July 17, 2013

Anti-science sentiment on the Left

It's no secret that many conservatives, or at least their congressional representatives, are at odds with facts on which scientists agree, from evolution to global warming to whether raped women can get pregnant. But the left should hardly claim the scientific high ground without addressing certain anti-science movements in liberal ideology.

One common belief is that we liberals are so in touch with our bodies that we know when something hurts/helps us even when medical science disagrees. Examples of this include the gluten-free movement, advocates in the existence of chronic Lyme disease, and the belief in homeopathy. Intelligent individuals allow advocacy of these unscientific diseases and remedies to become such an integral part of their identity that changing their opinions in the face of contradicting evidence (or lack of supporting evidence) would amount to losing part of their sense of self. I do not have proof that backers of these ideas skew to the left politically, and if presented with evidence that this isn't true, I would have to change my mind. But it's been true in my experience.

Another common belief is that people were better off in the past. Strains of this belief run through a lot of environmentalist thinking. While liberals are all for moral progress, they often are hesitant to support technological progress. Kevin Kelly recently wrote an excellent book on technological progress (review will come when I finish it), which addresses concerns that such progress brings more harm than good. I will defer to him in countering these arguments, but I want to point out that this hesitancy is purely conservative, even if held by liberals. For being "liberal" is not the same as being "progressive".

It seems to me that progressives accept change as inevitable and try to push it in as good a direction as possible, while conservatives try to slow it down or even reverse it (note that by "conservatives" I do not necessarily mean political conservatives, though those groups often do overlap). Note that both groups see a potentially dangerous future which they try to avoid. Historically it seems clear that conservatives cannot succeed, but that does not ensure success for progressives.

Right now the generic liberal position seems to be progressive morally but conservative technologically. This would pair nicely with the (politically) conservative position being conservative morally (which it is) and progressive technologically, but this last position certainly isn't uniform. While capitalism is an element of technological progress, so is the science through which we learn about global warming and evolution, so the (politically) conservative position seems split on technological progress.

This does not seem to bode well. We can only hope that we will do our best to steer the technological stampede, instead of planting ourselves in its way, only to be trampled.
* * * * *
From the blog post on anti-science sentiment on the Left, reproduce verbatim the passage starting with "Right now the" and continuing through "to be trampled.".

■ Records shown
* * * * *
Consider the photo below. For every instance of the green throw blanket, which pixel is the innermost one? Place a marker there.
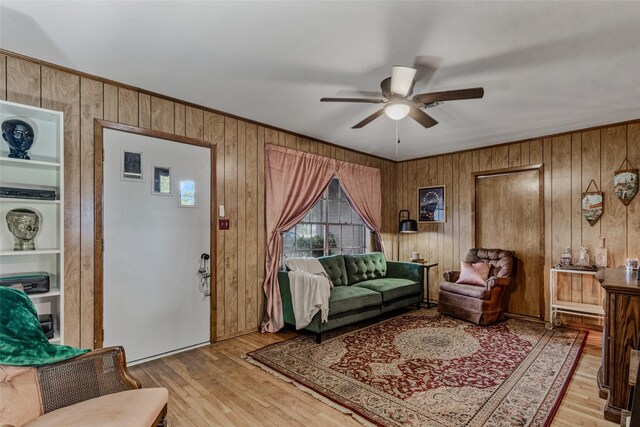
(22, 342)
* * * * *
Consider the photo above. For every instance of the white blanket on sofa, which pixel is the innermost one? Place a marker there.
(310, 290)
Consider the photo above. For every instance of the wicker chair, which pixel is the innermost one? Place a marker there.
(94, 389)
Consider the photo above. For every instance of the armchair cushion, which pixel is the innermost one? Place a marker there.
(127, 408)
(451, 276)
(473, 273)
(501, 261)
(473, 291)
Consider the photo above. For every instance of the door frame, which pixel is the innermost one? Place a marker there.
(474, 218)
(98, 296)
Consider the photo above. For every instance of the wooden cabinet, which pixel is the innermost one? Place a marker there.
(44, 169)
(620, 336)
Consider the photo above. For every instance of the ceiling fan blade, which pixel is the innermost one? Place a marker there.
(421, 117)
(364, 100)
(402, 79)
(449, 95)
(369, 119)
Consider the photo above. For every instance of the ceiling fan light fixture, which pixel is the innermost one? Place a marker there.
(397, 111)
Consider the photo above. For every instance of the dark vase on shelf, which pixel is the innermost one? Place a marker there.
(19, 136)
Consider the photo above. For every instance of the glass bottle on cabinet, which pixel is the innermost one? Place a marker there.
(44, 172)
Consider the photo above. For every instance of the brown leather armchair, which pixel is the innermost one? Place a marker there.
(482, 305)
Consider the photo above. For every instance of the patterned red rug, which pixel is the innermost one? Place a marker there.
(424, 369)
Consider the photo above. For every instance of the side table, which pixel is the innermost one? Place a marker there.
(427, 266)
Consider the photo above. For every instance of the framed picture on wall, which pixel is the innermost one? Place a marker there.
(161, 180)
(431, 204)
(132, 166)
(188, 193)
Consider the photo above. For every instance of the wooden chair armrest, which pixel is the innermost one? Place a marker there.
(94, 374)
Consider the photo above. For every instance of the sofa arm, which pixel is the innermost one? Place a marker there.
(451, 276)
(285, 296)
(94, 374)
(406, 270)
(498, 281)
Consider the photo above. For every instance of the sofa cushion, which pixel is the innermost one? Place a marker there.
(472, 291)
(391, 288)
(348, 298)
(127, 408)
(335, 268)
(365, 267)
* * * * *
■ Exercise response
Right now the generic liberal position seems to be progressive morally but conservative technologically. This would pair nicely with the (politically) conservative position being conservative morally (which it is) and progressive technologically, but this last position certainly isn't uniform. While capitalism is an element of technological progress, so is the science through which we learn about global warming and evolution, so the (politically) conservative position seems split on technological progress.

This does not seem to bode well. We can only hope that we will do our best to steer the technological stampede, instead of planting ourselves in its way, only to be trampled.